Wśród innowacji właściwych wypada rozróżnić dwie szczególnie znaczące z metodologicznego punktu widzenia odmiany: innowację alternatywną i radykalną. Ta pierwsza stanowi pewną propozycję wprowadzenia czegoś nowego i pożytecznego, albo też jest ofertą jakiegoś korzystnego rozwiązania, ale jednocześnie przy jej podjęciu traci się coś innego, równie ważnego, co było mocną stroną dotychczasowego układu [“coś za coś”]. W swojej istocie każda innowacja jest alternatywna i konkurencyjna wobec rozwiązań tradycyjnych i dotychczasowych. W tym jednak przypadku chodzi o wyważenie na ile proponowana zmiana jest dobrem mającym przewagę nad dobrem dotychczas uzyskiwanym i uznawanym. Więcej, chodzi o to, aby dobro już istniejące i dobro wprowadzane zostało zidentyfikowane, określone i ujawnione, aby wybór zmiany był w pełni świadomy i racjonalny. Innowacja alternatywna chroni potencjalnych innowatorów przed pochopnością w decyzjach i ryzykiem porażki wypływającej z niewiedzy o walorach i niedostatkach oferty. Nie wprowadza się bowiem innowacji dla niej samej [bo taka panuje moda, bo jest wyrazem nowoczesności, ułatwienia itp.]. Ma ona sens tylko wówczas, gdy diagnoza wskazuje na potrzebę i możliwość jej zastosowania, gdy staje się środkiem prowadzącym do celu, jakim jest większe dobro.

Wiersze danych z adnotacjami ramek
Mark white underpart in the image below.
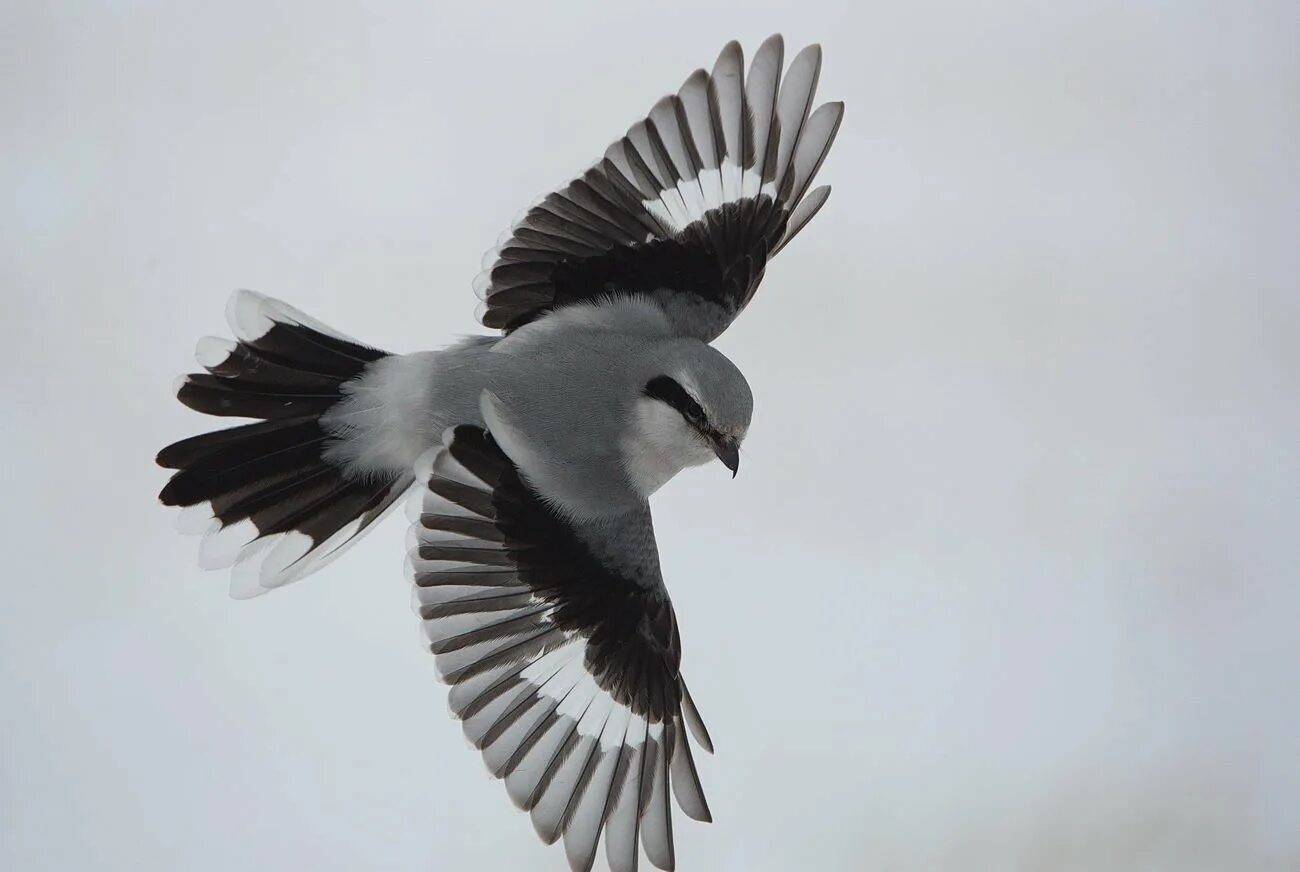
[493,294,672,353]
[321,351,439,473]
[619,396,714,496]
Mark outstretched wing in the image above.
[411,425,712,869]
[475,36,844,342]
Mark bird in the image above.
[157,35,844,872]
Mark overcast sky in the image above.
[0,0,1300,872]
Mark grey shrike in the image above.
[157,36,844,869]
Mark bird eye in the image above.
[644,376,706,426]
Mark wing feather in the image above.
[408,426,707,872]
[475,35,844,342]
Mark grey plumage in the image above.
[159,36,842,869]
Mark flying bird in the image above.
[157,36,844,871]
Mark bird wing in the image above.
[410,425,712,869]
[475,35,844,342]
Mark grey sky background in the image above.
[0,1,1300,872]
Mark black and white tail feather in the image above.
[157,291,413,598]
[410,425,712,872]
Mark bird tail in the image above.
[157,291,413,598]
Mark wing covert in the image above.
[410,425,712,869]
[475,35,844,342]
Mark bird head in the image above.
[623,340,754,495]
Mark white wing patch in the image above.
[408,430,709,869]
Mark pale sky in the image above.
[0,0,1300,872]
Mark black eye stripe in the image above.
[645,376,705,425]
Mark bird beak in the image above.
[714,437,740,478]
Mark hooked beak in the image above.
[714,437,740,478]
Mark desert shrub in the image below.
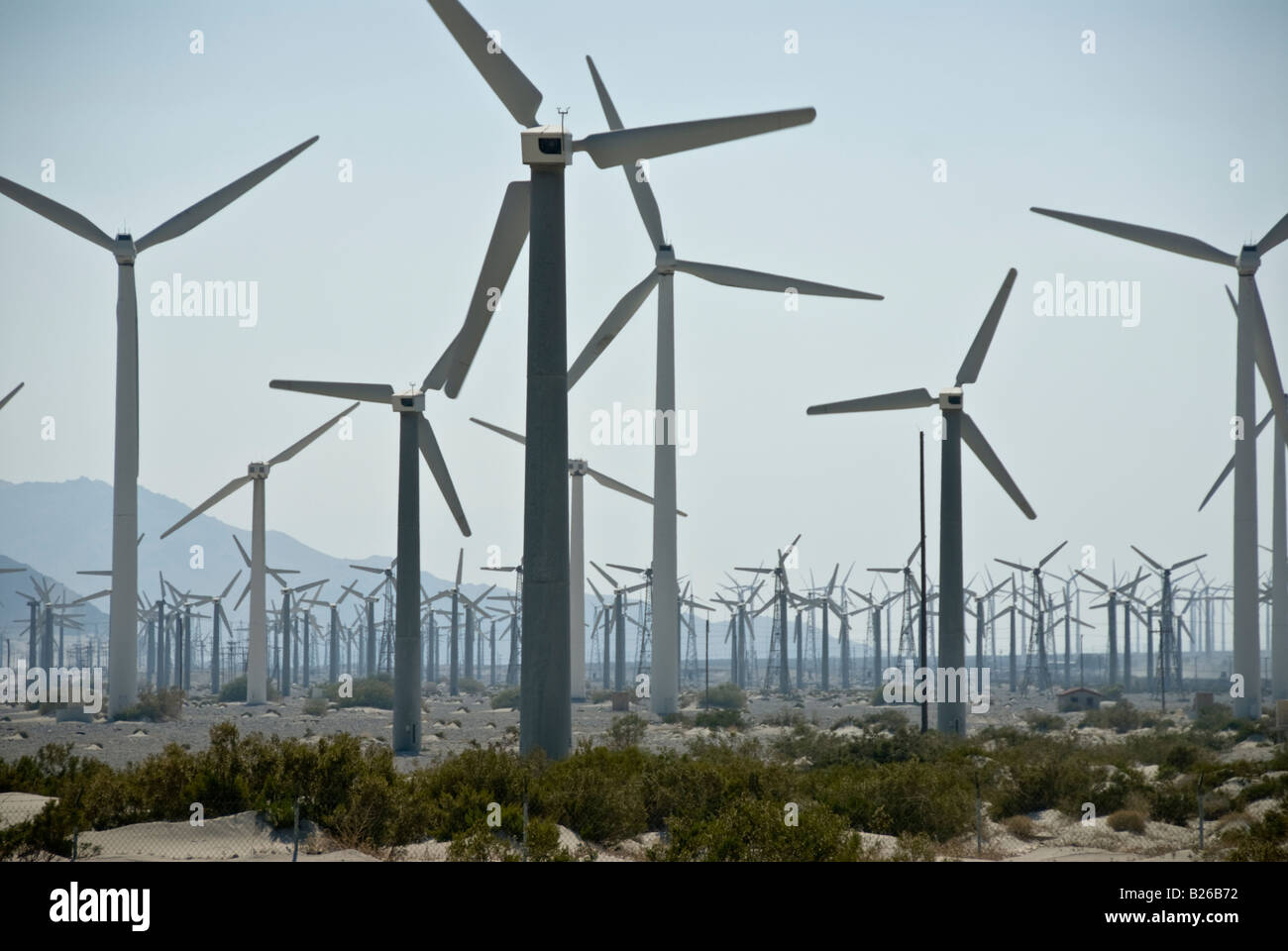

ZADANIE DO WYKONANIA: Jakie dwie odmiany innowacji właściwych wyróżnia fragment o innowacjach? Wpisy nie są tu do niczego potrzebne.

PEŁNA ODPOWIEDŹ: Innowację alternatywną i innowację radykalną.